Assignment ▸
All of the data that follows is to be printed exactly, without pictures.
[[ Task data, beginning ]]
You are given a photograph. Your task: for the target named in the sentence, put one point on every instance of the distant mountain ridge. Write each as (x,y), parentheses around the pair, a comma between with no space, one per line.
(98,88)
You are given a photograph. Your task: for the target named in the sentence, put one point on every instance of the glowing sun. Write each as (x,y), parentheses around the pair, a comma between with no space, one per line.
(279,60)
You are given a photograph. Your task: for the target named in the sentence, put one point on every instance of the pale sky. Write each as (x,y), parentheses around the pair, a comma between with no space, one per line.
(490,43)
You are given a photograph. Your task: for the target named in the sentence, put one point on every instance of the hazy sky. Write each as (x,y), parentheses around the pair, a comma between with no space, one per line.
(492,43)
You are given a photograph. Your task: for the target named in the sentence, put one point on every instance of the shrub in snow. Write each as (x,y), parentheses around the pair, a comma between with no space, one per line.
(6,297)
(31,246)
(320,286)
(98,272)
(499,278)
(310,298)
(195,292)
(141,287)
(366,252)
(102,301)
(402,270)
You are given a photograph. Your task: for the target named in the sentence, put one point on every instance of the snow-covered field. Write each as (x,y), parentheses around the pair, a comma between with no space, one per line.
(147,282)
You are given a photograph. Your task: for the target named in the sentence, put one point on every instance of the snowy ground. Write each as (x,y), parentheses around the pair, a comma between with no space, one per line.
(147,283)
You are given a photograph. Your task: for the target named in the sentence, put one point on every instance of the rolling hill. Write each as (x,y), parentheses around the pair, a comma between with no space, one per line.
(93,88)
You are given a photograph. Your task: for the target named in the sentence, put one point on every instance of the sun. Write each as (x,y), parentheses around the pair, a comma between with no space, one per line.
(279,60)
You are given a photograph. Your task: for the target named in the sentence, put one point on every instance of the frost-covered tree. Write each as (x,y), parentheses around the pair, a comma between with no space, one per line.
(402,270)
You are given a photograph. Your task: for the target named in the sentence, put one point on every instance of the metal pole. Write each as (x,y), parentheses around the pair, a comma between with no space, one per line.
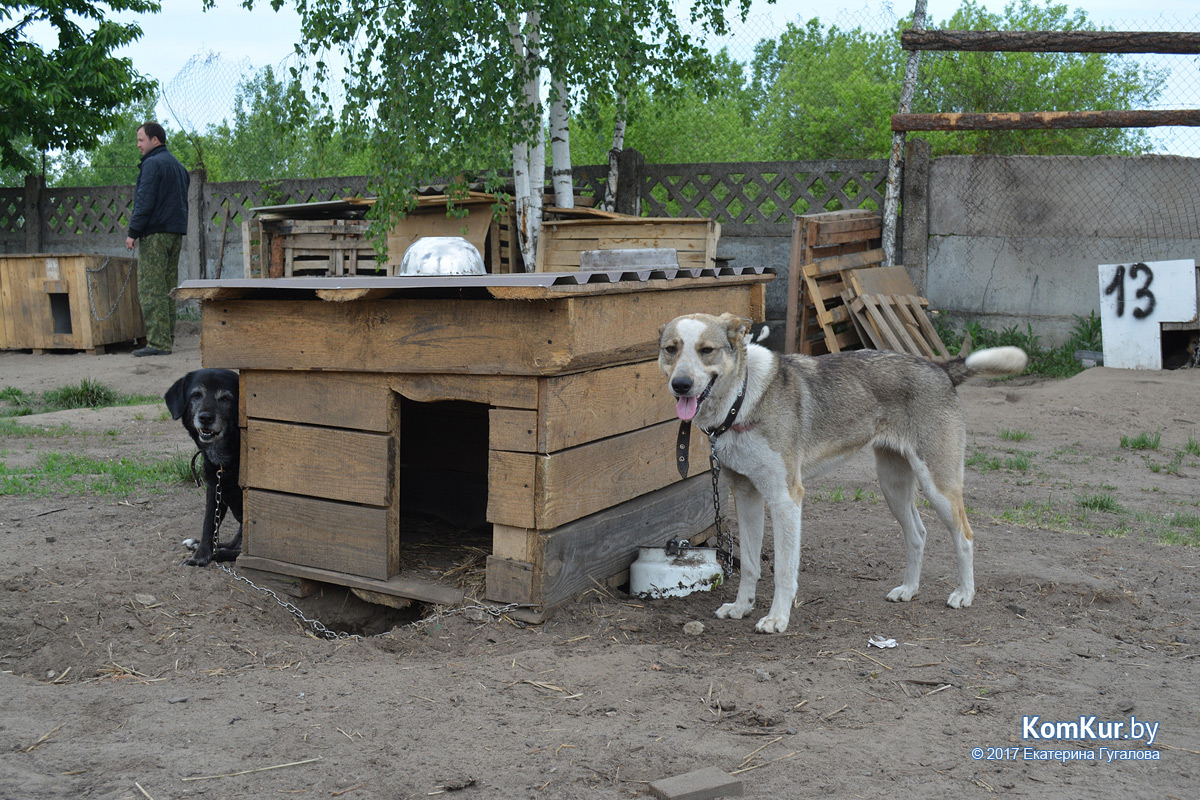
(892,197)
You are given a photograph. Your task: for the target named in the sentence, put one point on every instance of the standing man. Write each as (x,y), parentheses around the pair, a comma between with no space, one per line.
(159,224)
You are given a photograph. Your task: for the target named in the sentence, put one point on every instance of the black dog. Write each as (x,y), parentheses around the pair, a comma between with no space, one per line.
(208,402)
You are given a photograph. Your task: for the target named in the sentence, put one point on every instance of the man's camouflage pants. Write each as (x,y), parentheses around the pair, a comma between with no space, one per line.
(157,272)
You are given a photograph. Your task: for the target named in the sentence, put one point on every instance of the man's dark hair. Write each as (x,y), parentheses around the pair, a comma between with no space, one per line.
(154,131)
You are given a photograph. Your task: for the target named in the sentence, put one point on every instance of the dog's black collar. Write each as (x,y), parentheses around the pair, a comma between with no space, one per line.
(683,440)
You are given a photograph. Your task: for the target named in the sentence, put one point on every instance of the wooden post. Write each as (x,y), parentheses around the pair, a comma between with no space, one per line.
(1051,41)
(192,262)
(629,181)
(35,187)
(917,162)
(892,196)
(1044,120)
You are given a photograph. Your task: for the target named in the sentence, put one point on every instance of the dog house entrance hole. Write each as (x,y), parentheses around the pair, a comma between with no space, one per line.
(60,311)
(444,533)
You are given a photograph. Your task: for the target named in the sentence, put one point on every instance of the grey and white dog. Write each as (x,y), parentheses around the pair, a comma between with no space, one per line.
(801,414)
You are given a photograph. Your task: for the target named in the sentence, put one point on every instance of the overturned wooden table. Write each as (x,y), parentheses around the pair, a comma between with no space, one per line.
(399,429)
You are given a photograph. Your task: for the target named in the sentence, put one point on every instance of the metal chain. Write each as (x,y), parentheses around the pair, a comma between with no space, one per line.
(316,624)
(724,537)
(217,512)
(91,296)
(336,636)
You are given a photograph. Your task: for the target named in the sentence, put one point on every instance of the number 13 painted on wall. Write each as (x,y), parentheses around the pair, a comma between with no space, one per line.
(1143,294)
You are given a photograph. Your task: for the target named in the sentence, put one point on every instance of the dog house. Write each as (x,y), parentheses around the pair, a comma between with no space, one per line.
(71,301)
(401,432)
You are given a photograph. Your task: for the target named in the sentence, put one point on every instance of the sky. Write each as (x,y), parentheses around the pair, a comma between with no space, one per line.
(251,40)
(264,37)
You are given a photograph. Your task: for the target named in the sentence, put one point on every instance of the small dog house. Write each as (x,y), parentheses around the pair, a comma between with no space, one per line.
(69,301)
(523,414)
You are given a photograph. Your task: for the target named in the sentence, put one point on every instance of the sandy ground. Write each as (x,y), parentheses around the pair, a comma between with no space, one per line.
(126,675)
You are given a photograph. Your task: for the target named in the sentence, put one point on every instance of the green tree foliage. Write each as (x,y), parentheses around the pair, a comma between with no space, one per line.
(277,133)
(443,88)
(703,116)
(822,92)
(115,158)
(828,94)
(1032,82)
(66,97)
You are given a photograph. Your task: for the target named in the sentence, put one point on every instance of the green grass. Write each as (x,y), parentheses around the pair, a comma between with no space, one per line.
(1019,462)
(1144,440)
(72,473)
(87,394)
(1105,503)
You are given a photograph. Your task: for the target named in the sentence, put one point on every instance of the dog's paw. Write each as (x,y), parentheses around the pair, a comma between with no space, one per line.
(733,611)
(199,559)
(960,599)
(903,594)
(772,623)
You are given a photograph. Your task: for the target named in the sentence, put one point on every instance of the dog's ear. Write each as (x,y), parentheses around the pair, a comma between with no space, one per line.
(177,396)
(735,326)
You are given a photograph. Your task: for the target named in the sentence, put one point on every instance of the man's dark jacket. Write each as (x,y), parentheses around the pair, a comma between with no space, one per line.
(160,198)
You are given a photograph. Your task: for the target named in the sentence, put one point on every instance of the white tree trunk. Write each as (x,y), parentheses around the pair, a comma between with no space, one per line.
(618,144)
(529,157)
(561,146)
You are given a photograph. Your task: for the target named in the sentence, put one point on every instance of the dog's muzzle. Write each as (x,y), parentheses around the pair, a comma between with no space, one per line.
(687,407)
[[ Task data, end ]]
Written answer ▸
You are given a photograph. Your task: for the target named in the sentence, put one point on every instance of the distant mountain ridge. Write each as (x,y), parentheses around the pair, a comma between with no space, one per line.
(98,88)
You are given a photograph. Your task: for the target named in the sentence, put one point on every instance of the glowing sun. Write each as (x,y), parentheses around the pair, a comma between with no space, one per line.
(279,60)
You are given a photograph. Your task: for the target named in the sentence, put one point on every instance of the pale sky. Write each as (x,y), parentheses around the pair, a comma between with no space, one per line.
(490,43)
You are given a photograph. Your task: for the target named in the sentence, put one point on every instance of the hazy sky. Write each as (x,y), parentheses around the pair, a comma between with no space, one per line.
(492,43)
You are given a photograph. Your task: for the target named in the sentence, put one point on every instance of the shrub in snow. Write each as (x,y), parentheses around the pair, a comma between with no space, one per line.
(6,297)
(31,246)
(320,286)
(98,272)
(499,278)
(310,298)
(195,292)
(141,287)
(366,252)
(102,301)
(402,270)
You are given a photograph. Your task: for the target named in the sentence, put one point on every instance of the snow-covered field. Write each as (x,y), parentheses around the pair, a comma between with no space, one per line.
(147,282)
You are given a photograph. Your task: for the target named in the sentence, put one point on every instance of the snowy ground. Write each as (x,y), parentheses around the pair, a comma between with no space, one per line.
(147,283)
You are given a photograph. Your task: for the target named in the sentence, put one point on every instance of the rolling hill. Write each as (x,y), parentheses around the pair, a comma between with no space, one per line.
(93,88)
You are given a photograph. Your task: for the target named in the sentence, put one point on every instance of the sun. Write each as (x,y), parentheses around the pair, a comma between with no space, one per line.
(279,60)
You are given a photograph. Your task: for the target named in the sentence, put one point on every instance of the frost-covered tree. Write each as (x,y), parentheses around the pair, a comma between with no space, one per line.
(402,270)
You are given a photograph. Your task: for the target named in the sentence, put one point on every instance of the metal pole. Write each as (x,y), parentheses around the pair, a comma between with no space, one per line.
(892,197)
You are given a photograph. Your task: for the target named in the sentence, put one point on every instance of the standing man. Write each as (x,y), parentheses around the pair, a comma between with no space, one per line.
(159,224)
You are given a photograph. Your task: for the target named in the sentence, put one point on every instance of the black dog. Write each as (x,y), parentheses around the pair, a comma between with no space, one per line.
(208,402)
You are given a photograph. Your task: for the target named in the sentence, put one point on every instance of the man's camouflage pants. Write each as (x,y), parentheses around the pair, a comma between with no space, one per line.
(157,272)
You are given a photograph. Your task: for the target named in the sentence, put one point on every instance of the man's dark hair. Write each as (x,y), parentheses around the pair, a comma between with no space, one per line.
(154,131)
You are given a photograph. Your task: for the target named in the sentence, put one point on every instance of the dog's black collar. Write each as (x,y), parentheses around the pair, a comma between with no space, one per line.
(683,440)
You are given a photograph. Your task: for the target named in the sentence, put one point on every instance of the wooden post. Write each as (x,y), parentheses around the pair, a comma between with no space, one per line.
(1051,41)
(192,262)
(629,181)
(35,187)
(917,162)
(892,196)
(1044,120)
You are given a photograph. Your task: for the target named in the sentence, put one point on every instance of the dog house entrance hole. Write each as (x,y), parentheses around the pair, a comma between with no space, one per line.
(60,311)
(444,533)
You are given a photograph. Your task: for the target named in the sentence, put one point on every instance of the grey and white dog. Write each as (x,y), parentheses around the pair, a comma between with no space, one per line.
(801,414)
You are given a photograph. Your task: for the target named in the sentence, put one point on every instance of the overturned wooden table. Write each as (x,y), parentheses around the pair, a comma between with no space, one per line.
(399,429)
You are given a photograph. Your task: for the target named in the sentence, put one point on every instance of the metal chain. Write each as (x,y), parentheses around the pair, a comma between with no space, one per line.
(316,624)
(724,537)
(217,512)
(91,296)
(336,636)
You are given a photograph. Your task: for the target named in the sentence, put one point on every instance of the number 13 painted on wall. Write each as (x,y), parentheses around the pair, a comma between with no space, one per line.
(1143,294)
You are given a photograph. Your task: for the target named in the sentence, put one point on every instance of the dog house. Write each as (x,y), parentheses around the pair, a comma between with no space, one per line.
(71,301)
(401,432)
You are given a photograph. Your task: for the target named in the sentence, put one point on every instance of the sky. Write each as (x,y), parentheses around the pair, a comma between with no space, one per line.
(251,40)
(264,37)
You are given a photograph. Your task: for the target named in the sentence, put one point on every instance of the small dog house. Write each as (x,y), parentheses around the pair, a comma between with no space, one per line.
(69,301)
(523,414)
You are given a photograph. Your task: for the target named in the sentence, put one point on every instance of the sandy ground. Write each as (x,y), parentheses around the pair, a comma between with no space, one per line.
(126,675)
You are given a photograph. Your task: for the target named in the sentence, put one point on every instance of the green tree foliage. Write each as (x,y), parentheses around the pair, a comma between with no space, one per line.
(277,133)
(443,88)
(703,116)
(822,92)
(115,158)
(828,94)
(1032,82)
(66,97)
You are given a photograph. Your task: for the target named in the sentence, put one point on every instance of the green grass. Write each as (x,y), parentheses around the pair, a comma between with no space, one per line.
(1019,462)
(1144,440)
(72,473)
(87,394)
(1105,503)
You are given a photograph. Your task: for the target named in the sentence, put one point on every instance of the dog's paw. Write each as (x,y), parentheses around the pair, a comma between with no space, one per line.
(733,611)
(199,559)
(960,599)
(903,594)
(772,623)
You are given a photograph. Your task: for the target named in the sentence, put one point on every instance of the dog's ear. Write each as (x,y), parentheses around the pair, a comma between with no space, one per line.
(177,396)
(735,326)
You are given a photograph. Your task: for the target named in the sentence, put one point on every instance of the man's dark jacket. Write each as (x,y), parentheses around the pair, a comma between with no space, one per line.
(160,198)
You are given a photograph. Your task: for the target named in the sentence, put one point on every instance of the white tree trunk. Write each as (x,y), parentheses around the pair, a comma between with no space, one per line.
(618,144)
(529,157)
(561,146)
You are given a photograph. Your task: for the target named in the sentence, put one point on every instance of the dog's muzzle. Write each as (x,y), parentheses around the pair, a comma between with no space, one per line.
(687,407)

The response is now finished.